• _Article_
## Start

Skip to content

🚀 OpenAutoLoader

OpenAutoLoader is a high-performance, Polars-powered incremental data loader for Delta Lake.

PyPI version License: MIT Python 3.12+ Powered by Polars

Inspired by Databricks Auto Loader, it provides a simple, open-source way to ingest data from local or cloud storage into a structured Delta Lake table with built-in checkpointing and schema enforcement.


✨ Why OpenAutoLoader?

  • ⚡ Performance: Built on the Polars Lazy API for optimized, multi-threaded I/O and memory-efficient processing.
  • 🔄 Incremental Loading: Tracks processed files via a robust SQLite checkpoint system to ensure you only ingest new data.
  • 🛡️ Schema Evolution & Rescue: Supports multiple modes (addNewColumns, failOnNewColumns, none, and rescue). Rescue Mode preserves unknown data in a JSON blob to prevent ingestion failure.
  • 📑 Auditability: Automatically enriches every row with technical metadata including _batch_id, _processed_at, and _file_path.
  • 🛠️ Custom Metadata: Inject business context (like env, source_system, or team) as physical columns during ingestion.
  • ☁️ Cloud Native: Native support for S3, GCS, and Azure Blob Storage via fsspec and Pydantic-validated storage configurations.

## End

• _Stated goal_
Return the passage of the OpenAutoLoader page starting with "Inspired by Databricks" and going on through "prevent ingestion failure.", copied word for word.

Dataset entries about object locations

## Start

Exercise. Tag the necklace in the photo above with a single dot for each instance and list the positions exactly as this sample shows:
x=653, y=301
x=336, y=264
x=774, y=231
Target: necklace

## End

• _Answer to this problem_
Inspired by Databricks Auto Loader, it provides a simple, open-source way to ingest data from local or cloud storage into a structured Delta Lake table with built-in checkpointing and schema enforcement.


✨ Why OpenAutoLoader?

  • ⚡ Performance: Built on the Polars Lazy API for optimized, multi-threaded I/O and memory-efficient processing.
  • 🔄 Incremental Loading: Tracks processed files via a robust SQLite checkpoint system to ensure you only ingest new data.
  • 🛡️ Schema Evolution & Rescue: Supports multiple modes (addNewColumns, failOnNewColumns, none, and rescue). Rescue Mode preserves unknown data in a JSON blob to prevent ingestion failure.